_Task objective:_ Please pull out every line in the records below that contains the word "white".

_Records to use:_
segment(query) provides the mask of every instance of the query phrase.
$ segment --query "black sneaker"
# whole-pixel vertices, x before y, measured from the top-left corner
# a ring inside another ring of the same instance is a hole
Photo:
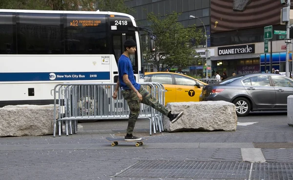
[[[128,135],[128,136],[127,136]],[[142,138],[137,137],[131,135],[129,136],[128,134],[125,136],[124,140],[142,140]]]
[[[180,112],[179,114],[173,114],[170,113],[170,115],[168,116],[168,118],[170,119],[171,123],[173,123],[180,118],[182,115],[183,115],[183,111]]]

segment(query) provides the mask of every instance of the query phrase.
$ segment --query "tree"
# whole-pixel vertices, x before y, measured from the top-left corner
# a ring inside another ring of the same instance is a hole
[[[124,0],[0,0],[0,9],[113,11],[129,13]]]
[[[96,0],[46,0],[53,10],[94,11]]]
[[[45,0],[1,0],[0,9],[52,10]]]
[[[129,14],[134,11],[124,3],[124,0],[97,0],[97,9],[100,11],[118,12]]]
[[[166,67],[191,65],[197,55],[194,46],[205,38],[201,29],[196,30],[195,25],[185,28],[177,22],[179,15],[174,12],[161,18],[153,13],[147,15],[150,28],[157,36],[156,52],[147,51],[144,59],[158,71]]]

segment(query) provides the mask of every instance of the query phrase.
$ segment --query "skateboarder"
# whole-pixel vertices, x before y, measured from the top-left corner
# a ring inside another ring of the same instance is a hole
[[[160,104],[147,90],[136,83],[134,79],[132,64],[129,59],[130,55],[135,54],[136,42],[132,39],[128,39],[124,43],[124,47],[125,51],[118,61],[119,78],[112,97],[114,99],[117,98],[117,93],[120,87],[123,98],[127,101],[130,110],[125,140],[141,140],[141,138],[133,136],[132,132],[139,115],[140,102],[151,106],[167,116],[171,123],[175,122],[182,116],[183,112],[181,111],[179,114],[172,114],[170,109]]]

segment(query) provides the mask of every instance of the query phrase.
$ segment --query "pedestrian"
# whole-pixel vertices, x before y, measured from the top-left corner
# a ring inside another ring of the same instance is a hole
[[[228,76],[227,76],[227,74],[225,71],[223,72],[223,75],[221,77],[221,80],[223,80],[225,79],[228,78]]]
[[[221,76],[219,75],[219,72],[218,71],[216,72],[216,79],[217,80],[221,80]]]
[[[272,69],[272,73],[274,74],[274,73],[275,73],[275,72],[274,72],[274,68]]]
[[[278,69],[276,70],[276,74],[280,74],[280,72]]]
[[[117,98],[119,87],[123,98],[128,103],[130,110],[125,140],[139,140],[141,138],[132,135],[135,122],[140,110],[140,103],[148,105],[169,118],[171,123],[178,120],[183,115],[183,111],[178,114],[172,114],[171,110],[159,102],[158,100],[146,89],[136,83],[132,64],[129,59],[130,55],[135,54],[136,42],[132,39],[127,39],[124,43],[124,52],[118,60],[119,78],[112,97]]]

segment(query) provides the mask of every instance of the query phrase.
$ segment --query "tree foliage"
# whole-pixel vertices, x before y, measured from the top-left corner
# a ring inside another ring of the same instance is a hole
[[[134,10],[126,6],[124,0],[97,0],[97,9],[100,11],[118,12],[129,14]]]
[[[0,0],[0,9],[129,13],[123,0]]]
[[[194,46],[204,37],[201,30],[194,25],[185,28],[177,22],[180,14],[173,13],[159,17],[151,13],[147,15],[150,28],[157,36],[156,52],[145,53],[145,61],[152,64],[158,70],[171,67],[184,67],[194,62],[197,55]],[[193,43],[191,43],[193,41]]]

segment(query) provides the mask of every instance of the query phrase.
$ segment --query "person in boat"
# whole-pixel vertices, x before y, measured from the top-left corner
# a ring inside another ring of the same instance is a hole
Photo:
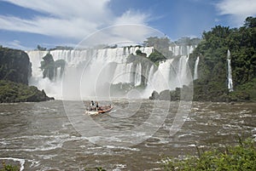
[[[91,100],[90,104],[90,111],[95,110],[95,106],[94,106],[94,101]]]
[[[96,110],[98,111],[98,109],[99,109],[99,103],[96,101]]]

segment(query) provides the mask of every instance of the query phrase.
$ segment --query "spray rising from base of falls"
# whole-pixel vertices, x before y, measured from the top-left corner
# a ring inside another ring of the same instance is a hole
[[[129,54],[135,54],[137,49],[137,47],[134,47],[29,51],[27,54],[32,63],[30,84],[44,89],[49,96],[62,100],[84,100],[91,97],[128,98],[128,94],[131,95],[131,92],[134,93],[134,90],[137,94],[131,98],[148,99],[154,90],[173,90],[188,85],[192,81],[187,64],[188,55],[166,60],[158,66],[152,62],[145,65],[140,59],[136,62],[127,63]],[[148,56],[154,48],[146,47],[140,49]],[[42,78],[40,62],[47,53],[51,54],[55,60],[64,60],[67,63],[61,79],[56,78],[55,81],[50,82],[48,78]]]

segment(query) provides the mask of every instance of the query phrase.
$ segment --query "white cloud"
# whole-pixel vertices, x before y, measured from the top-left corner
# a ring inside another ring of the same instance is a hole
[[[256,14],[255,0],[222,0],[216,3],[219,14],[229,14],[230,22],[240,26],[247,16]]]
[[[1,43],[0,44],[3,44],[3,47],[9,47],[9,48],[17,48],[17,49],[24,49],[24,50],[27,50],[27,49],[31,49],[27,47],[24,47],[21,45],[21,43],[18,40],[14,40],[12,42],[8,42],[8,43]]]
[[[38,33],[56,37],[81,40],[105,26],[120,24],[145,25],[149,15],[128,10],[114,16],[110,0],[3,0],[43,14],[24,16],[0,15],[0,29]]]

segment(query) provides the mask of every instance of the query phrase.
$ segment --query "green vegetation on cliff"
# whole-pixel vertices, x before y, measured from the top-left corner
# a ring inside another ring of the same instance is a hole
[[[0,103],[38,102],[53,100],[35,86],[0,80]]]
[[[203,32],[202,41],[190,55],[200,56],[199,79],[194,83],[194,100],[256,100],[256,18],[247,17],[242,27],[217,26]],[[231,53],[234,92],[227,89],[227,51]],[[190,67],[194,67],[190,63]]]
[[[27,84],[31,74],[27,54],[22,50],[0,47],[0,80]]]
[[[53,100],[44,90],[28,86],[31,66],[24,51],[0,47],[0,103]]]

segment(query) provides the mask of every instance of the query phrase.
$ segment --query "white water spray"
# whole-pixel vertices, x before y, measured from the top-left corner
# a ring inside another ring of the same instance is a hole
[[[199,63],[199,56],[197,56],[195,63],[194,80],[198,79],[198,63]]]
[[[54,60],[64,60],[67,64],[63,78],[57,77],[54,82],[43,78],[39,68],[42,58],[48,51],[28,51],[32,63],[30,84],[44,89],[49,96],[55,99],[80,100],[96,96],[109,97],[110,86],[119,83],[133,83],[135,86],[146,83],[142,98],[148,98],[154,90],[172,90],[188,85],[192,81],[188,73],[187,55],[166,60],[160,62],[158,67],[152,65],[143,68],[145,66],[142,63],[126,63],[129,54],[134,54],[137,49],[138,47],[49,51]],[[140,48],[147,56],[153,49],[153,47]],[[142,76],[146,83],[143,83]]]

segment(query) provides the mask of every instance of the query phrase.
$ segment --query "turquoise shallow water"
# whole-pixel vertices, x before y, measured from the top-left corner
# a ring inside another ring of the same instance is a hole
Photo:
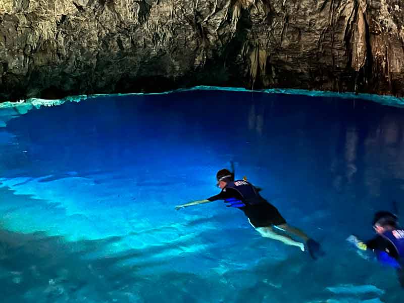
[[[3,301],[401,301],[394,272],[345,240],[402,208],[401,108],[191,90],[2,110]],[[230,161],[324,258],[221,201],[174,210],[217,193]]]

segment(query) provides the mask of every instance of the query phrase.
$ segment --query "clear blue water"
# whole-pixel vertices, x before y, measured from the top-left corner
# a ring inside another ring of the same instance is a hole
[[[12,112],[2,302],[402,302],[394,271],[345,239],[372,236],[393,200],[404,212],[404,109],[194,90]],[[220,201],[174,210],[217,193],[230,161],[324,258],[262,238]]]

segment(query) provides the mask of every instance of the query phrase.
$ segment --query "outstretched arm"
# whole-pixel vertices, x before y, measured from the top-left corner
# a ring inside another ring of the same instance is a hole
[[[196,201],[193,201],[192,202],[190,202],[189,203],[187,203],[186,204],[177,205],[175,207],[175,209],[178,211],[180,209],[188,207],[188,206],[198,205],[198,204],[203,204],[204,203],[209,203],[209,202],[212,202],[212,201],[210,201],[207,199],[204,199],[203,200],[196,200]]]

_Answer to the task:_
$ segment --query "white cloud"
$ segment --query "white water spray"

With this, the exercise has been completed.